• _What to produce_: Duplicate the part that opens with the line containing "If you could outline every instance of the bookshelf, that" and closes with the line containing "[[[237,50],[240,66],[246,64],[256,55],[254,42],[237,42]]]", keeping every line exactly the same and including both end lines.

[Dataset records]
— begin —
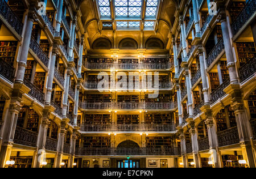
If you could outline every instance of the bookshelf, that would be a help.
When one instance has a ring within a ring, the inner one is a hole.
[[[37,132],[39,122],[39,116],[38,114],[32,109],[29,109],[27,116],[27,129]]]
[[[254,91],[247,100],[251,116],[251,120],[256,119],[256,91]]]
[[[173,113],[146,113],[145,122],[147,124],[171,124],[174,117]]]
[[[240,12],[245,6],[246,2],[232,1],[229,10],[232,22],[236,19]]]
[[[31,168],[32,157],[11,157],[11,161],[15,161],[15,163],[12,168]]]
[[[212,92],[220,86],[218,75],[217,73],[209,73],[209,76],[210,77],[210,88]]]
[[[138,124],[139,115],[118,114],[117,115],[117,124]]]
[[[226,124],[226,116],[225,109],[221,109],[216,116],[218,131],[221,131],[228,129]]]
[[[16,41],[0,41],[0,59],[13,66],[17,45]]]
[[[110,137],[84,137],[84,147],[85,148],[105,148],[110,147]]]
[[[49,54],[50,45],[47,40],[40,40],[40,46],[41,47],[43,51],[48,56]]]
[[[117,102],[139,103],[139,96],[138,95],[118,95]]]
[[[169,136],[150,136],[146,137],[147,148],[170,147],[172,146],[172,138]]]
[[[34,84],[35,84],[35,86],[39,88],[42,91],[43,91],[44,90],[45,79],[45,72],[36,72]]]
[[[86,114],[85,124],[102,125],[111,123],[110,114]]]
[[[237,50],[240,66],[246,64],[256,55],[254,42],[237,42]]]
— end —
— begin —
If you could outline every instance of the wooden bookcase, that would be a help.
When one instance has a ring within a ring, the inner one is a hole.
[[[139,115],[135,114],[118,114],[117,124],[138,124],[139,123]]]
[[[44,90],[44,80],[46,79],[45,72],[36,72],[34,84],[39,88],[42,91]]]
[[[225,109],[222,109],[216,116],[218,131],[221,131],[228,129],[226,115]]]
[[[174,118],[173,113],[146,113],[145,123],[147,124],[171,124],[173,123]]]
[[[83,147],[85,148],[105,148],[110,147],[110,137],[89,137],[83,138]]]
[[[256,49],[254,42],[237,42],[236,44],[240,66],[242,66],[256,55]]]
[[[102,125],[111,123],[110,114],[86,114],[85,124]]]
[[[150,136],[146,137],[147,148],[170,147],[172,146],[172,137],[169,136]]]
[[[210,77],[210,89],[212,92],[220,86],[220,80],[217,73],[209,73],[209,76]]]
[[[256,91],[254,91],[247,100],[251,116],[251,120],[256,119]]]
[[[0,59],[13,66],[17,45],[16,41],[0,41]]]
— end —
• _Task answer_:
If you could outline every instance of the bookshelf, that would be a help.
When one instance has a ring within a ring, the inner one is a hole.
[[[37,132],[39,122],[39,116],[38,114],[32,109],[29,109],[27,116],[27,129]]]
[[[254,91],[247,100],[251,116],[251,120],[256,119],[256,91]]]
[[[173,113],[146,113],[145,122],[147,124],[171,124],[174,117]]]
[[[240,12],[245,6],[246,2],[232,1],[229,10],[232,22],[236,19]]]
[[[31,168],[32,157],[11,157],[11,161],[15,161],[15,163],[12,168]]]
[[[212,92],[220,86],[218,75],[217,73],[209,73],[209,76],[210,77],[210,88]]]
[[[138,124],[139,115],[118,114],[117,115],[117,124]]]
[[[226,124],[226,116],[225,109],[221,109],[216,116],[218,131],[221,131],[228,129]]]
[[[16,41],[0,41],[0,59],[13,66],[17,45]]]
[[[110,137],[84,137],[84,147],[85,148],[105,148],[110,147]]]
[[[49,54],[50,45],[47,40],[40,40],[40,46],[41,47],[43,51],[48,56]]]
[[[117,102],[139,103],[139,96],[138,95],[118,95]]]
[[[169,136],[150,136],[146,137],[147,148],[170,147],[172,146],[172,138]]]
[[[34,84],[35,84],[35,86],[39,88],[42,91],[43,91],[44,90],[45,79],[45,72],[36,72]]]
[[[86,114],[85,124],[102,125],[111,123],[110,114]]]
[[[237,50],[240,66],[246,64],[256,55],[254,42],[237,42]]]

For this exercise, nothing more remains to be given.